**Goal**. Rewrite every line of the items below as a JSON list of strings, one string per line, with blank lines skipped. Leave the pictures out.

**Data lines**.
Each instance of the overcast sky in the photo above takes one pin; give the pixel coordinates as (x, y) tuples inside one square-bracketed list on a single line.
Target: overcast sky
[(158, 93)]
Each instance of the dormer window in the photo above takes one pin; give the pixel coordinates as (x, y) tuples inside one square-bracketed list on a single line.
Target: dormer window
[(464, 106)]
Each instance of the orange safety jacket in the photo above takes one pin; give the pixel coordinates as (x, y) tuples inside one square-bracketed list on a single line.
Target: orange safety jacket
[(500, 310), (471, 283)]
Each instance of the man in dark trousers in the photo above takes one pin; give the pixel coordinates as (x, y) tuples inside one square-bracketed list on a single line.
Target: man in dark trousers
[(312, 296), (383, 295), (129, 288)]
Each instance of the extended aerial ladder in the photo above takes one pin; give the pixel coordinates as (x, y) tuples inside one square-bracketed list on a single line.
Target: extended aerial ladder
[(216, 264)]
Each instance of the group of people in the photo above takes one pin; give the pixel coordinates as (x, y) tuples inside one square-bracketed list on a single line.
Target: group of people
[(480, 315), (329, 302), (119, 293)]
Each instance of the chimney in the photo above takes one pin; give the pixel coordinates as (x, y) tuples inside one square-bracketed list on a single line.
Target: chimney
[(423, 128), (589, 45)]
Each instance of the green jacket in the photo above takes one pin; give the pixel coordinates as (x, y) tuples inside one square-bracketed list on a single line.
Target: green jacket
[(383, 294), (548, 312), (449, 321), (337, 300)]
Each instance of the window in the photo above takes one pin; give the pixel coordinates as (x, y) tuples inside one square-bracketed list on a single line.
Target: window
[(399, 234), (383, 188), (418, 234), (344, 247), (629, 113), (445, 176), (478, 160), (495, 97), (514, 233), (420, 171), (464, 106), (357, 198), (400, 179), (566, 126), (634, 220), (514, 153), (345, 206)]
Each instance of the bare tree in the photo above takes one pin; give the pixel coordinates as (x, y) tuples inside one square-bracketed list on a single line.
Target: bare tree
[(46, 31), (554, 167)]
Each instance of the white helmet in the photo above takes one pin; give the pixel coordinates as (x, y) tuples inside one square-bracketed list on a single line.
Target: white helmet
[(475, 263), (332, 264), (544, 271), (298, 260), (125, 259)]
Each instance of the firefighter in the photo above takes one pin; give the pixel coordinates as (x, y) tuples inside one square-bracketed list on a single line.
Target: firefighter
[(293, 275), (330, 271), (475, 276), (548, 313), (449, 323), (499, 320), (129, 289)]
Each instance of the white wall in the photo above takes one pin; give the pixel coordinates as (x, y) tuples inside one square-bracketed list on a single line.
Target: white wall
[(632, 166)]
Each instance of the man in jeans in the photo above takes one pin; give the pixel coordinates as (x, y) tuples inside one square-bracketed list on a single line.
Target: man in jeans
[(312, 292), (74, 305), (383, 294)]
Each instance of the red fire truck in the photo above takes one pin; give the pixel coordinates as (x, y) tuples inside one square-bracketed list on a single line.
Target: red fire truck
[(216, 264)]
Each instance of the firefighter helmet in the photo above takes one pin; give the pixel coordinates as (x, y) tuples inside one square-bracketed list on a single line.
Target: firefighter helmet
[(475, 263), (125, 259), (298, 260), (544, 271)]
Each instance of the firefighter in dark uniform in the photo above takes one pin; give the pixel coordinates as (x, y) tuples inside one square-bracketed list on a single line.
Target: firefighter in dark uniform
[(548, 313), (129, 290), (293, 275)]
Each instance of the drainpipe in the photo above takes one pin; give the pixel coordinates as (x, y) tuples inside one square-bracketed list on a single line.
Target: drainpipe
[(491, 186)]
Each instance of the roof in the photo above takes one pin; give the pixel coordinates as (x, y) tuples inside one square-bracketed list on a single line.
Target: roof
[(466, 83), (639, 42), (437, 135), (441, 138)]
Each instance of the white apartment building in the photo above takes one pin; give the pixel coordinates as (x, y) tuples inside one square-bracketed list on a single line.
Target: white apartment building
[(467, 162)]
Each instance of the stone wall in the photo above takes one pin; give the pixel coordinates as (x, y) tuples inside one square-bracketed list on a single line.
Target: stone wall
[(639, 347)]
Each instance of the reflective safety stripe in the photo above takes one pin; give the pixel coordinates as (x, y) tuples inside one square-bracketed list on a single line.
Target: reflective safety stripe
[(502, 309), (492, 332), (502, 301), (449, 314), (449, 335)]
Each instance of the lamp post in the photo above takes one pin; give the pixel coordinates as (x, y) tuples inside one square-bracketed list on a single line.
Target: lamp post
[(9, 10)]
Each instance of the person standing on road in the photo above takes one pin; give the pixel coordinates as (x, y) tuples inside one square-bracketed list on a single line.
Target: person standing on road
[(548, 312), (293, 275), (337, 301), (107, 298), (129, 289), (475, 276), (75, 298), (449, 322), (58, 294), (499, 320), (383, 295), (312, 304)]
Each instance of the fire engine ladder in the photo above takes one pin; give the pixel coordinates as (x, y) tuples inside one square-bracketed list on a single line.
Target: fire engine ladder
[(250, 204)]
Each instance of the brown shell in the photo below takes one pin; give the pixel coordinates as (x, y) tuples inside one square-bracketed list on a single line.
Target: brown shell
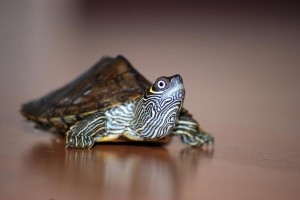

**Task response**.
[
  "Each instance of the overcast sky in the photo above takes one pin; give the pixel coordinates as (x, y) tuples inside one square-bracketed list on a single line.",
  "Target: overcast sky",
  "[(158, 93)]",
  "Each instance of the dormer window in the photo above takes one pin; give the pixel coordinates as (x, y) tuples inside one square-bracketed list on a single line.",
  "Target: dormer window",
  "[(464, 106)]",
  "Each instance of the orange safety jacket in the photo above takes one pin; give the pixel coordinates as (x, y) tuples inside one square-bracketed list on a single line.",
  "Target: orange safety jacket",
  "[(500, 310), (471, 283)]",
  "Each instance of the man in dark trousers in the photo above takes one pin; give the pixel coordinates as (x, y) tuples inside one square-bracketed list on a single line.",
  "Target: man in dark trousers",
  "[(312, 296), (383, 295), (129, 288)]",
  "Each instance of the extended aerial ladder in the photo above takes one pin; give the pixel coordinates as (x, y) tuples inside one square-bracketed list on a single line.",
  "Target: extended aerial ladder",
  "[(216, 264)]",
  "Each instance of the group of people in the photo above takes one pin; give the pixel coordinates as (x, y) tuples inside one square-bracketed list on a single line.",
  "Target: group of people",
  "[(480, 315), (329, 302), (119, 293)]",
  "Each instance of the chimney in the photo above takes one pin; give the pixel coordinates as (x, y) tuples inside one square-bracketed list on a single line.",
  "Target: chimney",
  "[(423, 128), (589, 45)]",
  "Each instance of the green jacket in the photo above takes one pin; give the pixel coordinates as (x, y) tuples inside one square-bracketed list on a single line.",
  "Target: green jacket",
  "[(383, 294), (548, 312), (449, 321), (337, 300)]",
  "Each instance of the window in the photo above takes one pin; give the pixel coordinates as (x, y) tuples inside one square-bracketed list on a single line.",
  "Target: window",
  "[(399, 234), (383, 188), (418, 234), (344, 247), (629, 113), (445, 176), (478, 160), (495, 97), (514, 233), (420, 171), (464, 106), (357, 198), (400, 179), (566, 126), (634, 220), (514, 153), (345, 206)]",
  "Each instance of the bare tree in the photo above takes one pin; give the pixel coordinates as (x, y) tuples inside one square-bracketed list on a single line.",
  "Target: bare tree",
  "[(46, 31), (554, 167)]",
  "Each instance of the white helmet in the photo above takes one pin; give the pixel coordinates as (x, y) tuples inside one square-bracketed list on a single line.",
  "Target: white helmet",
  "[(475, 263), (332, 264), (544, 271), (298, 260), (125, 259)]",
  "Each instance of the firefighter in the photo above takes one pin; give the pixel coordinates as (x, y) tuples inside one square-bracketed list on a single line.",
  "Target: firefighter",
  "[(293, 275), (330, 271), (475, 276), (548, 313), (449, 323), (499, 320), (129, 289)]",
  "Each instance of the white wall in the photo above takes one pin; give the pixel coordinates as (x, y) tuples inside one square-bracketed list on a single line.",
  "Target: white wall",
  "[(632, 166)]",
  "Each instance of the man in jeans in the photo above takes one pin; give the pixel coordinates as (x, y) tuples inside one square-bracketed list on a single line.",
  "Target: man in jeans",
  "[(312, 292), (74, 305), (383, 294)]",
  "Each instance of the red fire truck in the photo above takes one pin; give the pixel coordinates as (x, y) tuples inside one square-bracketed list on a single line.",
  "Target: red fire truck",
  "[(216, 264)]",
  "Each instance of the firefighter helmet in the photo above takes one pin; give the pixel coordinates as (x, y) tuples inside one square-bracketed list on a single line.",
  "Target: firefighter helmet",
  "[(475, 263), (125, 259), (298, 260), (544, 271)]",
  "Each instance of the firefighter in dark uniform in the photo above takes one pin; give the pixel coordinates as (x, y) tuples inside one square-bracketed list on a single line.",
  "Target: firefighter in dark uniform",
  "[(548, 313), (129, 290), (293, 275)]",
  "Each instance of the drainpipe in the photo above takes one pin; give the pixel coordinates as (x, y) tuples inside one square-bracketed list on a single line.",
  "Target: drainpipe",
  "[(491, 186)]",
  "Each instance of the roof in the photo above takes one pin; give the pixel coordinates as (x, y) tuples inside one square-bracketed list on a single line.",
  "Target: roof",
  "[(466, 83), (639, 42), (437, 135), (441, 138)]",
  "Each instance of the white apartment building in the photo above takes one pin; give the pixel coordinates as (x, y) tuples inside one square-bracketed list on a single line.",
  "Target: white apartment building",
  "[(467, 162)]",
  "Each instance of the stone wall in the photo above takes one pin; give the pixel coordinates as (x, y) tuples inside one square-bracketed list on a single line.",
  "Target: stone wall",
  "[(639, 347)]",
  "Each instance of the reflective safety stripe in the photo above takes one pin; give the pixel coordinates as (x, y) tuples inside one square-bracketed list on a single line.",
  "Target: reflective safety stripe",
  "[(502, 309), (492, 332), (502, 301), (449, 314), (449, 335)]",
  "Each instance of the lamp post in the photo above takes one pin; give the pixel coordinates as (x, y) tuples inside one square-bracketed list on a single line.",
  "Target: lamp post",
  "[(9, 10)]",
  "Each instance of the person standing on road in the photo above takes one pin; give the pixel coordinates as (x, y) tuples inside one square-bracketed list on a single line.",
  "Target: person standing on road",
  "[(548, 312), (293, 275), (337, 301), (107, 298), (129, 289), (475, 276), (75, 298), (449, 322), (58, 294), (499, 320), (383, 295), (312, 304)]",
  "Each instance of the fire engine ladder in the photo above takes one pin; give the pixel coordinates as (x, y) tuples inside one square-bracketed list on a single line.",
  "Target: fire engine ladder",
  "[(250, 204)]",
  "Each instance of the brown shell in the photo below takes one pin; give the pixel coordinates as (x, y) tuples inside one square-bracketed list on a single line.",
  "Target: brown shell"
]